- What is expected: The expected output is the full set of entries, printed exactly, without pictures.

BEGIN Data to use

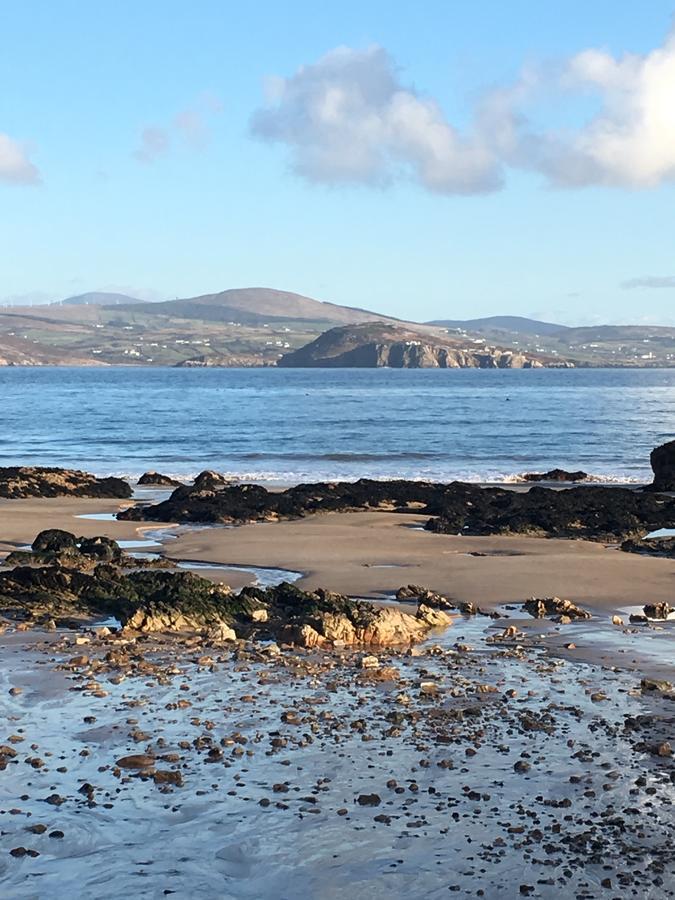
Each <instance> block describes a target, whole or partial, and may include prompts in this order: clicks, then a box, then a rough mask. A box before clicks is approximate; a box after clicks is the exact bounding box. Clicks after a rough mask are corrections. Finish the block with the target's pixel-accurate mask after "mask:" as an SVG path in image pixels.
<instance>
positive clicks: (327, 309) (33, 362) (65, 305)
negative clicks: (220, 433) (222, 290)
mask: <svg viewBox="0 0 675 900" xmlns="http://www.w3.org/2000/svg"><path fill="white" fill-rule="evenodd" d="M120 298H122V299H123V300H124V301H125V302H116V300H119V299H120ZM70 299H72V300H73V301H76V302H72V303H63V304H61V303H59V304H50V305H46V306H40V307H27V306H24V307H20V306H11V307H9V306H7V307H0V342H1V341H2V340H3V339H11V340H14V339H19V340H21V341H23V342H25V346H26V347H27V348H28V349H29V350H30V353H21V354H11V362H12V363H14V364H24V365H51V364H53V363H54V362H55V361H56V360H58V361H59V362H60V361H63V362H65V363H68V362H70V363H71V364H72V365H83V364H84V365H86V364H87V362H88V361H89V362H90V363H91V364H100V363H105V364H108V365H153V366H155V365H164V366H175V365H180V364H187V365H193V366H200V367H201V366H214V365H217V366H228V365H229V366H269V365H276V362H277V360H278V359H279V357H280V356H281V355H282V354H283V353H284V352H285V351H287V350H292V349H294V348H296V347H301V346H303V345H304V344H307V343H308V342H309V341H311V340H312V339H313V338H315V337H317V335H319V334H321V332H323V331H325V330H326V329H327V328H330V327H331V326H332V325H342V324H345V323H347V322H363V321H369V320H371V321H372V320H376V321H383V322H388V321H394V320H392V319H388V318H387V317H386V316H382V315H379V314H378V313H374V312H369V311H368V310H363V309H356V308H351V307H347V306H339V305H337V304H334V303H324V302H322V301H319V300H314V299H312V298H311V297H304V296H302V295H300V294H294V293H291V292H289V291H278V290H272V289H270V288H245V289H237V290H228V291H221V292H219V293H216V294H206V295H202V296H198V297H192V298H186V299H183V300H169V301H165V302H160V303H147V302H141V301H136V300H135V299H134V298H127V297H125V295H114V294H104V293H102V292H98V293H93V294H83V295H80V297H76V298H70ZM93 300H96V301H97V302H93ZM411 327H415V326H411ZM417 327H419V328H421V329H424V326H422V325H420V326H417ZM0 356H1V355H0ZM3 361H4V364H8V363H9V362H10V354H7V355H6V356H2V358H1V359H0V364H3Z"/></svg>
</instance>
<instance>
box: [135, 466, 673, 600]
mask: <svg viewBox="0 0 675 900" xmlns="http://www.w3.org/2000/svg"><path fill="white" fill-rule="evenodd" d="M202 474H203V475H204V478H203V479H202V476H199V478H198V479H197V480H196V481H195V484H194V485H190V486H187V485H186V486H181V487H179V488H176V490H175V491H174V492H173V493H172V494H171V496H170V497H169V498H168V499H167V500H165V501H163V502H162V503H158V504H155V505H151V506H142V507H141V506H137V507H132V508H129V509H127V510H124V511H123V512H121V513H119V514H118V518H120V519H125V520H133V521H144V520H148V521H164V522H166V521H169V522H220V523H224V524H243V523H245V522H254V521H277V520H279V519H292V518H301V517H304V516H306V515H310V514H314V513H320V512H347V511H354V510H366V509H380V510H392V511H415V512H423V513H424V514H426V515H429V516H432V517H433V518H431V519H429V521H428V522H427V524H426V526H425V527H426V528H427V530H429V531H434V532H436V533H440V534H465V535H489V534H531V535H540V536H550V537H568V538H585V539H588V540H601V541H616V540H621V539H628V538H635V537H641V536H643V535H644V534H646V533H648V532H650V531H653V530H655V529H657V528H662V527H664V528H665V527H669V525H670V524H671V523H672V522H673V521H675V498H666V499H664V498H657V497H655V496H653V495H651V494H645V493H644V492H641V491H637V490H632V489H628V488H610V487H603V486H588V487H571V488H566V489H564V490H554V489H551V488H545V487H540V486H534V487H532V488H530V489H529V490H528V491H511V490H506V489H504V488H483V487H480V486H479V485H474V484H462V483H460V482H453V483H452V484H437V483H433V482H418V481H403V480H399V481H375V480H372V479H367V478H362V479H359V480H358V481H356V482H327V483H318V484H299V485H295V486H294V487H291V488H288V489H287V490H284V491H268V490H266V489H265V488H264V487H262V486H261V485H255V484H236V485H232V484H228V483H225V484H222V483H221V482H220V481H217V480H214V476H213V473H202ZM220 477H222V476H220ZM200 479H201V480H200ZM412 587H414V586H412ZM423 590H424V589H423ZM431 593H433V592H431ZM437 596H440V595H437Z"/></svg>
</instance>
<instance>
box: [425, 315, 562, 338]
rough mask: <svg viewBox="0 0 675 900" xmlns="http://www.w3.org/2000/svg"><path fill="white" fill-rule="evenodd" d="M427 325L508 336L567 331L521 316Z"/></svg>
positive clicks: (498, 317) (542, 333) (554, 333)
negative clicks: (507, 332)
mask: <svg viewBox="0 0 675 900" xmlns="http://www.w3.org/2000/svg"><path fill="white" fill-rule="evenodd" d="M427 324H428V325H440V326H442V327H444V328H453V329H455V328H456V329H460V330H462V331H467V332H480V333H483V332H488V333H489V332H495V331H500V332H501V331H504V332H509V333H510V334H527V335H533V336H537V335H551V334H558V333H560V332H561V331H565V330H566V329H567V326H566V325H556V324H555V323H553V322H540V321H538V320H537V319H527V318H525V317H523V316H486V317H485V318H483V319H436V320H434V321H433V322H428V323H427Z"/></svg>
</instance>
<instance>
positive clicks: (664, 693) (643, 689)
mask: <svg viewBox="0 0 675 900" xmlns="http://www.w3.org/2000/svg"><path fill="white" fill-rule="evenodd" d="M640 687H641V688H642V690H643V691H659V692H660V693H663V694H668V693H670V692H671V691H673V689H674V688H673V685H672V683H671V682H670V681H665V680H660V679H658V678H643V679H642V681H641V682H640ZM0 752H2V748H0Z"/></svg>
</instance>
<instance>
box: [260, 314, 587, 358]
mask: <svg viewBox="0 0 675 900" xmlns="http://www.w3.org/2000/svg"><path fill="white" fill-rule="evenodd" d="M549 364H555V365H556V366H558V365H560V366H565V367H567V366H569V367H573V363H570V362H568V361H565V360H554V359H553V358H551V357H542V356H540V355H538V354H536V353H529V352H528V353H527V354H525V353H521V352H518V351H515V350H503V349H501V348H498V347H487V346H481V347H479V346H474V347H473V348H469V347H467V345H466V341H464V340H461V339H457V338H454V337H451V336H448V335H443V336H439V335H435V336H434V335H430V334H428V333H426V334H423V333H421V332H419V331H416V330H414V329H411V328H410V327H408V326H403V325H398V324H395V323H393V322H388V323H384V322H372V321H371V322H361V323H357V324H351V325H340V326H337V327H335V328H331V329H329V330H328V331H325V332H324V333H323V334H321V335H319V337H318V338H316V339H315V340H313V341H311V342H310V343H309V344H306V345H305V346H304V347H301V348H299V349H298V350H291V351H289V352H288V353H285V354H284V355H283V356H282V357H281V359H280V360H279V361H278V362H277V365H278V366H281V367H284V368H287V367H288V368H316V367H317V366H318V367H321V368H355V367H358V368H376V367H380V366H387V367H389V368H394V369H439V368H440V369H458V368H474V369H532V368H541V367H542V366H543V365H549Z"/></svg>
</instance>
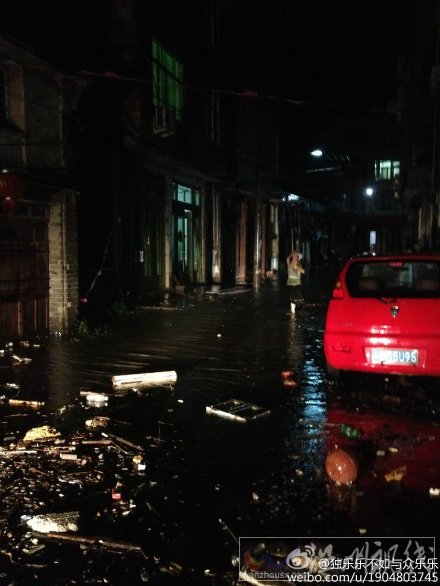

END Data to use

- Solution to this exercise:
Each <instance> block describes a target, whole or partial, and may include prompts in this order: clicks, then a box, then a rough mask. A box before clicks is approximate; a box after clicks is the exact bounding box. Clicks after a rough mask are corrections. Finish the block with the target's pixel-accurate mask after "mask:" as an SVG path in image pixels.
<instance>
positive clicks: (327, 309) (33, 362) (65, 305)
negative clicks: (220, 433) (222, 290)
mask: <svg viewBox="0 0 675 900" xmlns="http://www.w3.org/2000/svg"><path fill="white" fill-rule="evenodd" d="M120 298H122V299H123V300H124V301H125V302H116V300H119V299H120ZM70 299H72V300H73V301H76V302H72V303H63V304H61V303H59V304H50V305H46V306H40V307H27V306H24V307H20V306H11V307H9V306H7V307H0V342H1V341H2V340H3V339H11V340H14V339H19V340H21V341H23V342H25V346H26V347H27V348H28V349H29V350H30V353H21V354H11V362H12V363H14V364H24V365H51V364H53V363H54V362H55V361H56V360H58V361H59V362H60V361H63V362H65V363H68V362H70V363H71V364H72V365H83V364H84V365H86V364H87V362H88V361H89V362H90V363H91V364H100V363H105V364H108V365H153V366H155V365H164V366H175V365H180V364H187V365H193V366H200V367H201V366H214V365H217V366H228V365H229V366H269V365H276V362H277V360H278V359H279V357H280V356H281V355H282V354H283V353H284V352H285V351H287V350H292V349H294V348H296V347H301V346H303V345H304V344H307V343H308V342H309V341H311V340H312V339H313V338H315V337H317V335H319V334H321V332H323V331H325V330H326V329H327V328H330V327H331V326H332V325H342V324H345V323H347V322H363V321H369V320H371V321H372V320H376V321H383V322H388V321H394V320H392V319H388V318H387V317H386V316H382V315H379V314H378V313H374V312H369V311H368V310H363V309H356V308H351V307H347V306H339V305H337V304H334V303H324V302H322V301H319V300H314V299H312V298H311V297H304V296H302V295H300V294H294V293H291V292H289V291H278V290H272V289H270V288H245V289H237V290H228V291H221V292H219V293H216V294H206V295H202V296H198V297H192V298H186V299H183V300H169V301H165V302H160V303H147V302H141V301H136V300H135V299H134V298H127V297H125V295H114V294H104V293H102V292H98V293H93V294H83V295H80V297H76V298H70ZM93 300H96V301H97V302H93ZM411 327H415V326H411ZM417 327H419V328H421V329H424V326H422V325H420V326H417ZM0 356H1V355H0ZM3 361H4V364H8V363H9V362H10V354H7V355H6V356H2V358H1V359H0V364H3Z"/></svg>
</instance>
<instance>
box: [135, 466, 673, 600]
mask: <svg viewBox="0 0 675 900" xmlns="http://www.w3.org/2000/svg"><path fill="white" fill-rule="evenodd" d="M202 474H203V475H204V478H203V479H202V476H199V478H198V479H197V480H196V481H195V484H194V485H190V486H187V485H186V486H181V487H179V488H176V490H175V491H174V492H173V493H172V494H171V496H170V497H169V498H168V499H167V500H165V501H163V502H162V503H158V504H155V505H151V506H142V507H141V506H137V507H132V508H129V509H127V510H124V511H123V512H121V513H119V514H118V518H120V519H125V520H133V521H144V520H148V521H164V522H166V521H169V522H220V523H224V524H243V523H245V522H254V521H277V520H279V519H292V518H301V517H304V516H306V515H310V514H314V513H320V512H347V511H354V510H366V509H380V510H392V511H415V512H423V513H424V514H426V515H429V516H432V517H433V518H431V519H429V521H428V522H427V524H426V526H425V527H426V528H427V530H429V531H434V532H436V533H440V534H465V535H489V534H531V535H540V536H550V537H568V538H585V539H588V540H601V541H616V540H621V539H628V538H635V537H641V536H643V535H644V534H646V533H648V532H650V531H653V530H655V529H657V528H662V527H664V528H665V527H669V525H670V524H671V523H672V522H673V521H675V498H666V499H664V498H657V497H655V496H653V495H651V494H645V493H644V492H641V491H637V490H632V489H628V488H610V487H603V486H588V487H571V488H566V489H564V490H554V489H551V488H545V487H540V486H534V487H532V488H530V489H529V490H528V491H511V490H506V489H504V488H483V487H480V486H479V485H474V484H462V483H460V482H453V483H452V484H437V483H433V482H418V481H403V480H399V481H375V480H372V479H367V478H362V479H359V480H358V481H356V482H327V483H318V484H299V485H295V486H294V487H291V488H288V489H287V490H284V491H268V490H266V489H265V488H264V487H262V486H261V485H255V484H236V485H232V484H228V483H225V484H222V483H221V482H220V481H217V480H214V476H213V473H202ZM220 477H222V476H220ZM200 479H201V480H200ZM412 587H414V586H412ZM423 590H424V589H423ZM431 593H433V592H431ZM437 596H440V595H437Z"/></svg>
</instance>
<instance>
box: [425, 315, 562, 338]
rough mask: <svg viewBox="0 0 675 900" xmlns="http://www.w3.org/2000/svg"><path fill="white" fill-rule="evenodd" d="M427 325L508 336L567 331L521 316Z"/></svg>
positive clicks: (498, 317) (542, 333) (554, 333)
negative clicks: (507, 332)
mask: <svg viewBox="0 0 675 900" xmlns="http://www.w3.org/2000/svg"><path fill="white" fill-rule="evenodd" d="M427 324H428V325H440V326H442V327H444V328H453V329H455V328H456V329H460V330H462V331H467V332H480V333H483V332H488V333H489V332H495V331H500V332H501V331H504V332H509V333H510V334H527V335H533V336H537V335H551V334H558V333H560V332H561V331H565V330H566V329H567V326H566V325H556V324H555V323H553V322H540V321H538V320H537V319H527V318H525V317H523V316H486V317H485V318H483V319H436V320H434V321H433V322H428V323H427Z"/></svg>
</instance>
<instance>
positive clicks: (664, 693) (643, 689)
mask: <svg viewBox="0 0 675 900" xmlns="http://www.w3.org/2000/svg"><path fill="white" fill-rule="evenodd" d="M640 687H641V688H642V690H643V691H659V692H660V693H663V694H668V693H670V692H671V691H673V689H674V688H673V685H672V683H671V682H670V681H665V680H660V679H658V678H643V679H642V681H641V682H640ZM0 752H2V748H0Z"/></svg>
</instance>
<instance>
box: [260, 314, 587, 358]
mask: <svg viewBox="0 0 675 900" xmlns="http://www.w3.org/2000/svg"><path fill="white" fill-rule="evenodd" d="M549 364H555V365H556V366H558V365H560V366H565V367H567V366H569V367H573V363H570V362H568V361H565V360H554V359H553V358H551V357H542V356H540V355H538V354H536V353H529V352H528V353H527V354H525V353H521V352H518V351H515V350H503V349H501V348H498V347H487V346H481V347H479V346H474V347H473V348H469V347H467V345H466V341H464V340H461V339H457V338H454V337H451V336H448V335H443V336H439V335H435V336H434V335H430V334H428V333H426V334H423V333H421V332H419V331H416V330H414V329H411V328H410V327H408V326H403V325H398V324H395V323H393V322H388V323H384V322H372V321H371V322H361V323H357V324H351V325H340V326H337V327H335V328H331V329H329V330H328V331H325V332H324V333H323V334H321V335H319V337H318V338H316V339H315V340H313V341H311V342H310V343H309V344H306V345H305V346H304V347H301V348H299V349H298V350H291V351H289V352H288V353H285V354H284V355H283V356H282V357H281V359H280V360H279V361H278V362H277V365H278V366H281V367H284V368H287V367H288V368H316V367H317V366H318V367H321V368H355V367H358V368H376V367H380V366H387V367H389V368H394V369H439V368H440V369H458V368H474V369H532V368H541V367H542V366H543V365H549Z"/></svg>
</instance>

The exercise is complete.